━━━━━ Passage to read

These belong to a different patch.

>  #define ISA_SHOULD_BUILD(isa_build_level)                              \
>    (MINIMUM_X86_ISA_LEVEL <= (isa_build_level) && IS_IN (libc))         \
>     || defined ISA_DEFAULT_IMPL
> diff --git a/sysdeps/x86_64/multiarch/ifunc-evex.h b/sysdeps/x86_64/multiarch/ifunc-evex.h
> index 856c6261f8..310cfd269f 100644
> --- a/sysdeps/x86_64/multiarch/ifunc-evex.h
> +++ b/sysdeps/x86_64/multiarch/ifunc-evex.h
> @@ -37,7 +37,7 @@ IFUNC_SELECTOR (void)
>    if (X86_ISA_CPU_FEATURE_USABLE_P (cpu_features, AVX2)
>        && X86_ISA_CPU_FEATURE_USABLE_P (cpu_features, BMI2)
>        && X86_ISA_CPU_FEATURES_ARCH_P (cpu_features,
> -                                     AVX_Fast_Unaligned_Load))
> +                                     AVX_Fast_Unaligned_Load, ))
>      {
>        if (X86_ISA_CPU_FEATURE_USABLE_P (cpu_features, AVX512VL)
>           && X86_ISA_CPU_FEATURE_USABLE_P (cpu_features, AVX512BW))
> @@ -52,7 +52,7 @@ IFUNC_SELECTOR (void)
>         return OPTIMIZE (avx2_rtm);
>
>        if (X86_ISA_CPU_FEATURES_ARCH_P (cpu_features,
> -                                      Prefer_No_VZEROUPPER))
> +                                      Prefer_No_VZEROUPPER, !))
>         return OPTIMIZE (avx2);
>      }
>
> --
> 2.34.1
>
Noah Goldstein June 24, 2022, 10:57 p.m. UTC | #2
On Fri, Jun 24, 2022 at 3:42 PM H.J. Lu <hjl.tools@gmail.com> wrote:
>
> On Fri, Jun 24, 2022 at 3:29 PM Noah Goldstein <goldstein.w.n@gmail.com> wrote:
> >
> > Add third argument to X86_ISA_CPU_FEATURES_ARCH_P macro so the runtime
> > CPU_FEATURES_ARCH_P check can be inverted if the
> > MINIMUM_X86_ISA_LEVEL is not high enough to constantly evaluate
> > the check.
> >
> > Use this new macro to correct the backwards check in ifunc-evex.h
> > ---
> >  sysdeps/x86/isa-ifunc-macros.h        | 46 +++++++++++++++++++++++----
> >  sysdeps/x86/isa-level.h               | 32 ++++++++-----------
> >  sysdeps/x86_64/multiarch/ifunc-evex.h |  4 +--
> >  3 files changed, 56 insertions(+), 26 deletions(-)

━━━━━━━━━━

What this task involves: Continue the thread above about the X86_ISA_CPU_FEATURES_ARCH_P patch, picking up right after its last line.

━━━━━ Provided material

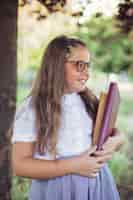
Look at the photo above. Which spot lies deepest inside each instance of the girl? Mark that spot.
(52, 133)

━━━━━━━━━━

Exercise answer:
> >
> > diff --git a/sysdeps/x86/isa-ifunc-macros.h b/sysdeps/x86/isa-ifunc-macros.h
> > index ba6826d518..4cdc71e40e 100644
> > --- a/sysdeps/x86/isa-ifunc-macros.h
> > +++ b/sysdeps/x86/isa-ifunc-macros.h
> > @@ -56,15 +56,49 @@
> >  # define X86_IFUNC_IMPL_ADD_V1(...)
> >  #endif
> >
> > -#define X86_ISA_CPU_FEATURE_CONST_CHECK_ENABLED(name)                  \
> > -  ((name##_X86_ISA_LEVEL) <= MINIMUM_X86_ISA_LEVEL)
> > +/* Both X86_ISA_CPU_FEATURE_USABLE_P and X86_ISA_CPU_FEATURES_ARCH_P
> > +   macros are wrappers for the the respective
> > +   CPU_FEATURE{S}_{USABLE|ARCH}_P runtime checks.  They differ in two
> > +   ways.
> > +
> > +    1.  The USABLE_P version is evaluated to true when the feature
> > +        is enabled.
> > +
> > +    2.  The ARCH_P version has a third argument `not`.  The `not`
> > +        argument can either be '!' or empty.  If the feature is
> > +        enabled above an ISA level, the third argument should be empty
> > +        and the expression is evaluated to true when the feature is
> > +        enabled.  If the feature is disabled above an ISA level, the
> > +        third argument should be `!` and the expression is evaluated
> > +        to true when the feature is disabled.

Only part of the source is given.